### Text shown
2012 was a crazy year. I will remember it as a year filled with many unexpected and delightful events, including the opportunity to speak at a TEDx conference, the release of the Open Field book and talking seriously about internet cats to serious media outlets. It was a year for new projects, ideas, spaces and directions. Here are ten things that I found intriguing, challenging and most of all brought a little joy in 2012.

Andy Ducett: Why We Do This at the Soap Factory: Featuring a working thrift shop and record store, arcade, Northern Wisconsin bar, chunk of an airliner, bubble wrap tunnel, Fabio dude handing out flowers and a life-size Construx corner, Andy Ducett‘s exhibition was an event. The installation playfully tackled the daunting Soap Factory space and transformed it into a generation specific snapshot of the Upper Midwest. The resulting piece was brilliant, accessible and most of all fun.
RACA: Rural American Contemporary Art (RACA) has a slogan: Making Nowhere Into Somewhere. While the “nowhere” is somewhat tongue-in-cheek, there is a real challenge for artists working outside urban art centers. RACA started with a Facebook page led by Mankato artist and professor Brian Frink and grew to include exhibitions, an online magazine (RACAonline) and more projects in the works for 2013. RACA has turned the perceived disadvantage of location into an asset by gathering a loose network of rural contemporary artists to not just talk, but to make things happen.
ROLU: When Does Something Become Something Else? The Apparent is the Bridge to the Real: ROLU‘s two week Open Field residency at the Walker was one of the most conceptual and simultaneously accessible projects hosted in the three years of the project. The residency included participatory and performative moments centered around the Walker’s collection and revealing the process in which art is produced. From re-creating artworks from the Walker’s collection on the field, to opening an alternative “gallery shop” inside the museum to inviting guests to re-shoot an Alec Soth photograph from a diorama, ROLU demonstrated that often the best way to learn about something is to make it yourself.
Jehra Patrick: Inescapable Support at the Rochester Art Center: One of the pleasures of working in the arts is watching young artists develop a voice, produce strong work and receive well deserved recognition. Jehra is a colleague at mnartists.org, a friend and an amazing painter. She killed it this year with exhibitions at the Rochester Art Center, Soo Vac and her Jerome Fellowship exhibition at MCAD. I think its just a taste of what is coming in 2013.
The Internet Cat Video Festival: On a warm August evening we put up a screen in our backyard to watch some You Tube videos and over 10,000 people showed up. The Internet Cat Video Festival or #catvidfest was the oddest and most amazing event on which I have worked. What started as Katie Hill’s wish in last year’s “best of 2011” blog, grew into a surreal summer of viral videos, media interviews and a stunning embrace from a worldwide audience. The craziness has continued through the fall and is spilling out into 2013 including a speaking engagement at SXSW in March on how this event didn’t destroy art, but did raise questions around crowd sourced curation and the relevance of museum in the age of You Tube. For the 2013 festival we will attempt to destroy art.

### Information supplied
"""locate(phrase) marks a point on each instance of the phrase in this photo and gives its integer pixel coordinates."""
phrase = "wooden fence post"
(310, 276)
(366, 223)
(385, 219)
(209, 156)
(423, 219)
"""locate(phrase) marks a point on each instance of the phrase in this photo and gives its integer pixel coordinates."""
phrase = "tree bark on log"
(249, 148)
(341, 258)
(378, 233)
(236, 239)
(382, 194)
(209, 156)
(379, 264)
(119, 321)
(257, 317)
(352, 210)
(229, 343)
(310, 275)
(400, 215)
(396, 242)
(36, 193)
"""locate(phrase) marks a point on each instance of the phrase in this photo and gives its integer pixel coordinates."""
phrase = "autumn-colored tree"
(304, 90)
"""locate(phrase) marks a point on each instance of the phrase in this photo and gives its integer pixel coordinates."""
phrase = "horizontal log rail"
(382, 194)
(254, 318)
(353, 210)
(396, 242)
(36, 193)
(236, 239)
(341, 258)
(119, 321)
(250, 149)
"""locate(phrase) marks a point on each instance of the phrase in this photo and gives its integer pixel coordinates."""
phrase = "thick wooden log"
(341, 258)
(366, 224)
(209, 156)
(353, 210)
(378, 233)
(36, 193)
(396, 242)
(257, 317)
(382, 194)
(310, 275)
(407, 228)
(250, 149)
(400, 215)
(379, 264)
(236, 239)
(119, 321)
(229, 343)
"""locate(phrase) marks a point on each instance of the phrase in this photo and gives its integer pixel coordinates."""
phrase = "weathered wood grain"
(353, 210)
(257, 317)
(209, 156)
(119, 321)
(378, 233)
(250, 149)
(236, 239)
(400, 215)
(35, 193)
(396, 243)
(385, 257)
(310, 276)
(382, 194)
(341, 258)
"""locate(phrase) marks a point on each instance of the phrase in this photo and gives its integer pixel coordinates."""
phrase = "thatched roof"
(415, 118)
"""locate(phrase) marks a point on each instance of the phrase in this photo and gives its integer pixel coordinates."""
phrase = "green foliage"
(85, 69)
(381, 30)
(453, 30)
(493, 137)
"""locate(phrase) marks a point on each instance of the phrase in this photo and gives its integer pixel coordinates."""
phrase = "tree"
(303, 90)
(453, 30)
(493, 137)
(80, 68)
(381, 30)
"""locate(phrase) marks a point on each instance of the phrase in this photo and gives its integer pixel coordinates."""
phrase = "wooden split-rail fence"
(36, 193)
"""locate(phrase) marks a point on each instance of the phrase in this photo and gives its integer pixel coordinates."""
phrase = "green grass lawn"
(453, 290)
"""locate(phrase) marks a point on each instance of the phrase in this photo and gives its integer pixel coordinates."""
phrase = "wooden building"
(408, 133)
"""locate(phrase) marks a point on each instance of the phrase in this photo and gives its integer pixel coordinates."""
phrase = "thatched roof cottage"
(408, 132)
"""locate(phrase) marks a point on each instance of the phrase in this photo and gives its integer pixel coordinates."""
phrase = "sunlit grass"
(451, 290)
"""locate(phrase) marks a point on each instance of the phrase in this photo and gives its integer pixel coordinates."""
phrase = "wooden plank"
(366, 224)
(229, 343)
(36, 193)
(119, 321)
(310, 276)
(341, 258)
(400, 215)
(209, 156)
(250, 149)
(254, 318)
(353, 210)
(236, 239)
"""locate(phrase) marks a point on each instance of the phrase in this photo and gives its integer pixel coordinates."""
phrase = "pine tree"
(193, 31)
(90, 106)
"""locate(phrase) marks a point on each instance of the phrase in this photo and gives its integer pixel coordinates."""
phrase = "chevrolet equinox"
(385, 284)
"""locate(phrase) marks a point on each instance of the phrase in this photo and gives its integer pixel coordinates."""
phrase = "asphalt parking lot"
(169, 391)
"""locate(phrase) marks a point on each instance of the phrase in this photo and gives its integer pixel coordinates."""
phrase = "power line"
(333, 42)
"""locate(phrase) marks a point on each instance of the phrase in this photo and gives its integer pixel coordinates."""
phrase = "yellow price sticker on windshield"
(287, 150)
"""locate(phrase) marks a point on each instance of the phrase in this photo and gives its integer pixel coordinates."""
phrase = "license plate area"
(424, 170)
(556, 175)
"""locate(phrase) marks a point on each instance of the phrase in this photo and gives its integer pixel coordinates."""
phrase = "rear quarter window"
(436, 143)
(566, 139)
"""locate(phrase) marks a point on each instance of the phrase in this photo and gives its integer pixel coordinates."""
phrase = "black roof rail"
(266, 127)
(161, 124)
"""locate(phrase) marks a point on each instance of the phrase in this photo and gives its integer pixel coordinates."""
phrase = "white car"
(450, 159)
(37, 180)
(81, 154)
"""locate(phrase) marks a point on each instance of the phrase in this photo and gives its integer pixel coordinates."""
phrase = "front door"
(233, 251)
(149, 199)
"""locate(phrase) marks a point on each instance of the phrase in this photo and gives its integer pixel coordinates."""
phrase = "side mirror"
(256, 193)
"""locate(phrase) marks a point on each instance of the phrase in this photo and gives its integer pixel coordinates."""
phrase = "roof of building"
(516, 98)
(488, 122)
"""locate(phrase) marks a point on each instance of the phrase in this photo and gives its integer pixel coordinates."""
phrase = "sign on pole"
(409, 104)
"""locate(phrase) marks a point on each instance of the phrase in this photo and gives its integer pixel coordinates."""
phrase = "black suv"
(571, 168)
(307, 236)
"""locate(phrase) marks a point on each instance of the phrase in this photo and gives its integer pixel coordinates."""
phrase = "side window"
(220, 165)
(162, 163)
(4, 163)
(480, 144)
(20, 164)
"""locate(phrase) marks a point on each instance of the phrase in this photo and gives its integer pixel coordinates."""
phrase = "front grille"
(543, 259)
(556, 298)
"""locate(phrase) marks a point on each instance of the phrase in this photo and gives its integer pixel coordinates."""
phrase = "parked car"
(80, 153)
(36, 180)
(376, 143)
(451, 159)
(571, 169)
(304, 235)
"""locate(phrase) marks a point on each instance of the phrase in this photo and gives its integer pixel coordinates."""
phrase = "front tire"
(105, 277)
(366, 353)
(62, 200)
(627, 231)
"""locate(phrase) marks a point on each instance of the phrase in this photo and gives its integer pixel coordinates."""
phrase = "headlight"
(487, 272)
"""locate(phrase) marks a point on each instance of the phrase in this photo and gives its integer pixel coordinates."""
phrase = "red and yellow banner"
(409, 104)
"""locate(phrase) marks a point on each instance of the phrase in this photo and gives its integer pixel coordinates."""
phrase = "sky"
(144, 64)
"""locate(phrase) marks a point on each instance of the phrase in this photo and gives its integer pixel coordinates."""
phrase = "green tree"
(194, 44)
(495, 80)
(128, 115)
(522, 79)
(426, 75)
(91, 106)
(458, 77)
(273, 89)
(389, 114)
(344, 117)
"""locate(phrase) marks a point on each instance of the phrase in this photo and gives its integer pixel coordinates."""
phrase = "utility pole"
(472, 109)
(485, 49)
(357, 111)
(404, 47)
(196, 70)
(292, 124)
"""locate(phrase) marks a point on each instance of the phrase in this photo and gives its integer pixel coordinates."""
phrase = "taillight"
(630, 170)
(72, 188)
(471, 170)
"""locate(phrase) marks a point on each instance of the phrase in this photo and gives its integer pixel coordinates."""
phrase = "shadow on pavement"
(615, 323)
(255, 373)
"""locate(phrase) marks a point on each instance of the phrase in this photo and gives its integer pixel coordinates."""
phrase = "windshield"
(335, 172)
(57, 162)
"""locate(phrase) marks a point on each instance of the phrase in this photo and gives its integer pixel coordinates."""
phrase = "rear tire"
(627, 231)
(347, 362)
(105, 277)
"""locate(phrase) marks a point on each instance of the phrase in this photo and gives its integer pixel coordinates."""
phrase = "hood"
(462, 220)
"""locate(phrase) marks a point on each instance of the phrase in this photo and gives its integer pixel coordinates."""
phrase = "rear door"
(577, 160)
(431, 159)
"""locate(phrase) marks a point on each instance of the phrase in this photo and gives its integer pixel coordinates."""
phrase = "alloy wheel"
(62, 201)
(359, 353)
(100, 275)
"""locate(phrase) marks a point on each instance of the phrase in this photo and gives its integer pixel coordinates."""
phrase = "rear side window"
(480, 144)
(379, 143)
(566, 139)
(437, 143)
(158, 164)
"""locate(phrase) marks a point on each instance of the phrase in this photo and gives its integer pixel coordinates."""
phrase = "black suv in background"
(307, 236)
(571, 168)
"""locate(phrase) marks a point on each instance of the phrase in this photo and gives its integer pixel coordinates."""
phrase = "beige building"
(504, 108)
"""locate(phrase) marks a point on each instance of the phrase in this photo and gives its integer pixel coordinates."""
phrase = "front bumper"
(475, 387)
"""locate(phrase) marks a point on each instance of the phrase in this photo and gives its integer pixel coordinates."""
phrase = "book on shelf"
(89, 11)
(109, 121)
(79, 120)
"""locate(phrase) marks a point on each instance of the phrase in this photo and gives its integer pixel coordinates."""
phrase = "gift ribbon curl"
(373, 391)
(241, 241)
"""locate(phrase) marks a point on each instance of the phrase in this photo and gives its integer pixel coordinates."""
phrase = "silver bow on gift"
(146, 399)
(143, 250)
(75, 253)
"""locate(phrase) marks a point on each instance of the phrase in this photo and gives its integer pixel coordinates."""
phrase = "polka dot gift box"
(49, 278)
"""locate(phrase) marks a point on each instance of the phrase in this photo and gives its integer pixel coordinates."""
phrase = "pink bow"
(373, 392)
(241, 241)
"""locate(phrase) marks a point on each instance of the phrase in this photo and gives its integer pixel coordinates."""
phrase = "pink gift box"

### Task statement
List the names that begin each of the highlighted entries in the 2012 highlights text, taking only the name before the first colon.

### Problem solution
- Andy Ducett
- RACA
- ROLU
- Jehra Patrick
- The Internet Cat Video Festival